Computer just shuts down unexpectedly during gaming

Associate
Joined
21 Nov 2012
Posts
106
Location
Glasgow
Hi,
Bit of an odd one, after running pretty much flawlessly I've encountered an issue in the last two days with my main computer where it will shut down unexpectedly during gaming after a few seconds of stuttering. No blue screen no blank screen just straight switch off.

Spec is
I9 13900K w/ Corsair H170I elite
Asus Z790 extreme
2x 16GB Corsair Corsair Vengeance Black 32GB 7200MHz DDR5 (No XMP as was originally listed as a supported /approved set but was pulled from the listings after release :mad:)
RTX 4090 FE
Corsair HX1200
2TB Firecuda 530 nvme
Windows 10 64 bit pro (was 11 but had stability issues so went back to 10 for now.)

I've removed the header in case the switch was faulty, no change,
ran HW monitor to keep an eye on temps and voltages nothing too excessive during stress testing
re-applied thermal paste (Kryonaut) old application looked good. No change
updated to the BIOS that Asus just released on the 12th to address a micro code issue and ran into the news about 13th and 14th gen failing. I really hope this isn't it. Now running in Intel performance spec
Also updated every driver on it including the intel management engine etc.
actually seems to be getting more frequent.
plenty of errors in event viewer but not seeing anything critical?
Everything else on the computer runs exceptionally cool as it's inside a Corsair obsidian 900D w/ all the fans

I'm not sure what to do given I get no error log or blue screen to work from.

Any suggestions/ help would be very much appreciated!
 
Associate
OP
Joined
21 Nov 2012
Posts
106
Location
Glasgow
The most obvious reason for a PC to just shut down out of the blue under load with no error messages is the PSU, but admittedly it is hard to trust these CPUs right now.

You haven't moved the PC lately and might have unsettled the power cables?

How is your 4090 connected to the power supply?


The majority of event viewer errors are meaningless, but WHEA errors would be more interesting.

What stability issues did you have with Windows 11?
Lot's of WHEA errors :( There's not even a second between them at points.

A corrected hardware error has occurred.

— Given records —
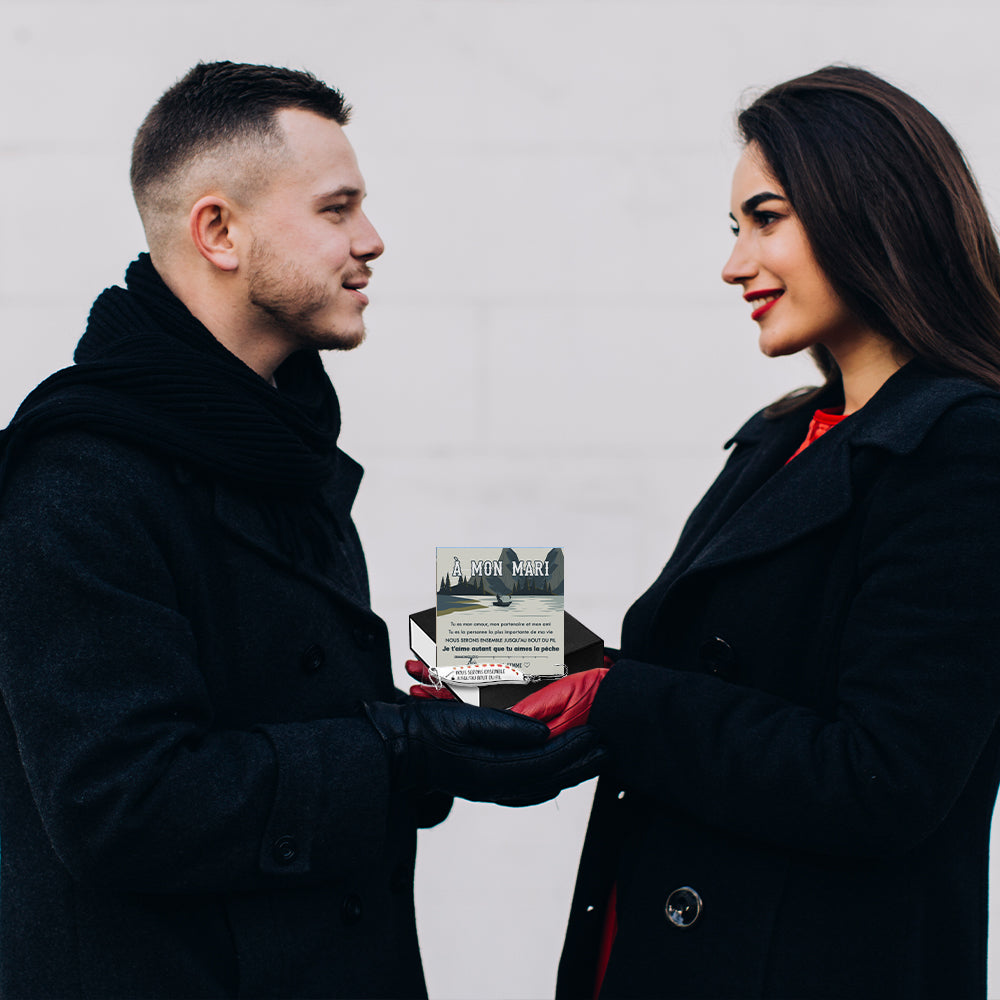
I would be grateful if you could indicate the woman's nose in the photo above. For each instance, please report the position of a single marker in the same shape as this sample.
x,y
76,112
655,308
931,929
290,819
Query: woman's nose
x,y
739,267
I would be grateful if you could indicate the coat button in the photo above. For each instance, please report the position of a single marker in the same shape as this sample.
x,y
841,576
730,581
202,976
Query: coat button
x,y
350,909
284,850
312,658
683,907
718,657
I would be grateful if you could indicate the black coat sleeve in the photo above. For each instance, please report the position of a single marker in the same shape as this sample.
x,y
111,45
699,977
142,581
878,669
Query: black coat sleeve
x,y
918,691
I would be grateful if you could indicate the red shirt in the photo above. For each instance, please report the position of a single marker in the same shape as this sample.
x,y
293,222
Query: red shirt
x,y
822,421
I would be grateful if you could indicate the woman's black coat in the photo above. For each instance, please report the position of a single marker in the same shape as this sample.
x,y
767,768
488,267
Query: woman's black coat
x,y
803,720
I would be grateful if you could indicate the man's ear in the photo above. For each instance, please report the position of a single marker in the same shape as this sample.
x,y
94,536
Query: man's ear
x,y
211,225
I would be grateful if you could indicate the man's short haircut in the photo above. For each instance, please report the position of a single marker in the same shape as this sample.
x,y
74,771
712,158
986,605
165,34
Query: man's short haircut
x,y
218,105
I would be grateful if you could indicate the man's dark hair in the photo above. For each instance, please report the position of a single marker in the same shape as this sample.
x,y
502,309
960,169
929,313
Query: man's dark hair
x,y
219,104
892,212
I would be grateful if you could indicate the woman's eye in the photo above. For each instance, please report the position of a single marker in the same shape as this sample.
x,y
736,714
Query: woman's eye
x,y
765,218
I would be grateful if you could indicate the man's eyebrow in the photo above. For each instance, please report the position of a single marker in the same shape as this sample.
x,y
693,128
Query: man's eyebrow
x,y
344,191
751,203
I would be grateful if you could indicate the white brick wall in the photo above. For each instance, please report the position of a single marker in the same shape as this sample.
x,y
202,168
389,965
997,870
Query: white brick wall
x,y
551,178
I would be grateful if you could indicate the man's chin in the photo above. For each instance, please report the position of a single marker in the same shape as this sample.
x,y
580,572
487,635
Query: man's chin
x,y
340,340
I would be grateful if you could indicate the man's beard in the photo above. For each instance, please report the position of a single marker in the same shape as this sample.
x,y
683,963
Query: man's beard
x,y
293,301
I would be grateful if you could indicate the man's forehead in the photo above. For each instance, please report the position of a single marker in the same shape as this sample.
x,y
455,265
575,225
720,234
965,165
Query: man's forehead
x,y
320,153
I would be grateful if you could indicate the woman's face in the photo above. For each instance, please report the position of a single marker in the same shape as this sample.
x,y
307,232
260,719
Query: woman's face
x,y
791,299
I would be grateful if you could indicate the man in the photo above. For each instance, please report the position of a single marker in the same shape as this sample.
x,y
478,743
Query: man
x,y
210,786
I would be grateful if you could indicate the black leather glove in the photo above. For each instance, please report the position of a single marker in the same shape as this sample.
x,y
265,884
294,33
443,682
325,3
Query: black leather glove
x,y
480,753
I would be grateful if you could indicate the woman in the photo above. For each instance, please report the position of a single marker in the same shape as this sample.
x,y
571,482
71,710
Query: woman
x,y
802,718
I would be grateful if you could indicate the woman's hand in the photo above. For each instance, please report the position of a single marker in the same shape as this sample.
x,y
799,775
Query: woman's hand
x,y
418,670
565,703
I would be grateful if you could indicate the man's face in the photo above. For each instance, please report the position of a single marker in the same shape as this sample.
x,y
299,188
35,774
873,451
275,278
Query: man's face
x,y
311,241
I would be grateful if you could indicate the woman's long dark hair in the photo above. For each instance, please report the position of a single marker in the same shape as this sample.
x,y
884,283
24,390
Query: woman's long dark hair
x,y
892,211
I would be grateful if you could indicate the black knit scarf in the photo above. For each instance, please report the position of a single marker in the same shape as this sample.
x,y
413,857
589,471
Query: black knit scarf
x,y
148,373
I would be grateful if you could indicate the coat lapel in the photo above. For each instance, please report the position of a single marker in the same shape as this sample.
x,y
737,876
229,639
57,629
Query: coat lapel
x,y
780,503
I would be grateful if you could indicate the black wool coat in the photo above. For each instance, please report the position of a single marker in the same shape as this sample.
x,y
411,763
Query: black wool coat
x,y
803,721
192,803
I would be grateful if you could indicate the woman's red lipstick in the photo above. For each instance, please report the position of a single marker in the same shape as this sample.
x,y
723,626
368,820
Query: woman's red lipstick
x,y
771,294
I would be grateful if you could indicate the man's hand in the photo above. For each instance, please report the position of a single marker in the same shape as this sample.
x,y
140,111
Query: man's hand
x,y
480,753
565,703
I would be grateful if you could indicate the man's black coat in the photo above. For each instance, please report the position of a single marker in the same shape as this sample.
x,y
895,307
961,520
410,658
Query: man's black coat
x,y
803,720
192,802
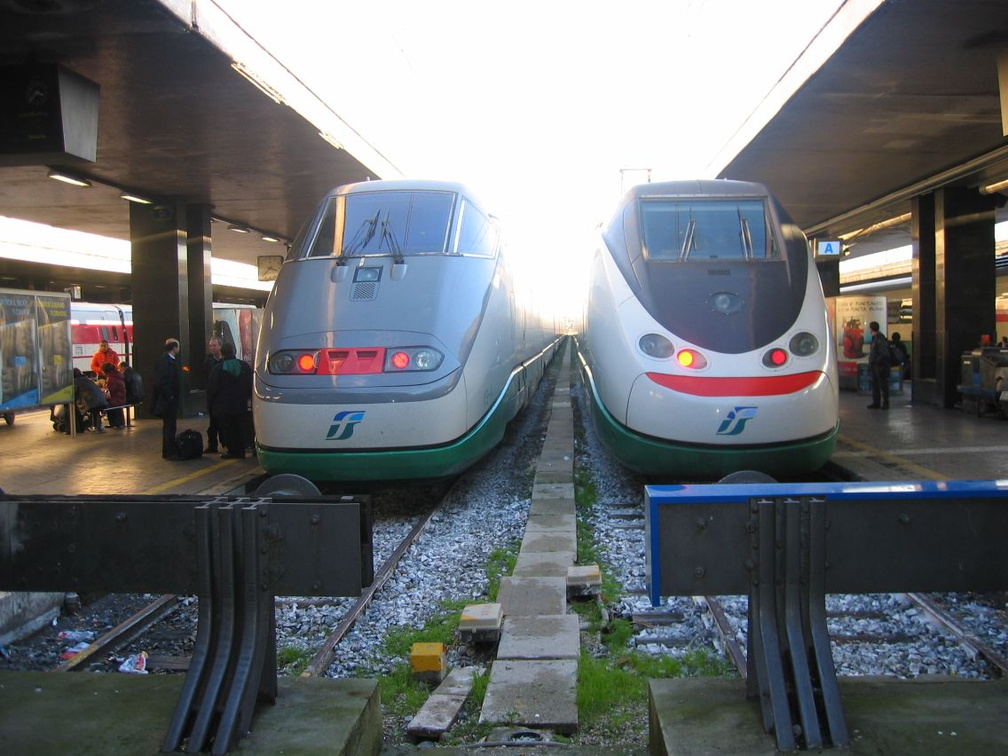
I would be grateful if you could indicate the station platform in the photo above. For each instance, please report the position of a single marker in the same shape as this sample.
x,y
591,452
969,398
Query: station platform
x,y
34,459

— Given problem 1 —
In the thread about the computer shutting down during gaming, which thermal paste was reapplied?
— Given problem 2 —
Pick up the thread about the computer shutting down during gaming right after its last sentence and continue it.

— Exercise result 1 —
Kryonaut

— Exercise result 2 —
Component: PCI Express Root Port
Error Source: Advanced Error Reporting (PCI Express)

Primary Bus:Device:Function: 0x0:0x1C:0x4
Secondary Bus:Device:Function: 0x0:0x0:0x0
Primary Device Name:pCI\VEN_8086&DEV_7A3C&SUBSYS_88821043&REV_11
Secondary Device Name:


All I get on the critical error list is an unexpected shutdown.

This one is repeated most of the way through.

the 4090 was bought at launch in May 2023 iirc and the full 13900k rig was put together from new in December 2022 power supply is a little older

Power to the 3090 is using all individual PCIE cables 4 into the 12 pin FE adaptor (No daisy chained connectors). cable is as straight as can be and fully seated (lots of room in a 900D)

It just crashed while typing this not even gaming. :rolleyes:

I was having memory stability issues that seemed to be significantly worse under windows 11 than in 10. though this may have been more attributed to the dodgy BIOS issues the extreme seemed to suffer on release and is probably why it was discontinued so quickly. But at the time it seemed to make a difference. I haven't re-tried it since to be honest.

Yes after seeing the reports coming out I was dreading it being the same issue.


 
Associate
OP
Joined
21 Nov 2012
Posts
106
Location
Glasgow
Are you using a riser?

You could try setting it to PCI-E gen 3.0 in the BIOS.

A few of these PCIE errors are not a problem (especially if they're when the PC boots), but if they're very frequent then that's more alarming.


Presumably your memory is actually running at 4800 or 5200, if XMP is disabled?
No riser. Just straight into the board. and supported as well.

Memory is 4800 CAS 40 at the moment.

Would that not strangle the performance of my 4090 going to 3.0?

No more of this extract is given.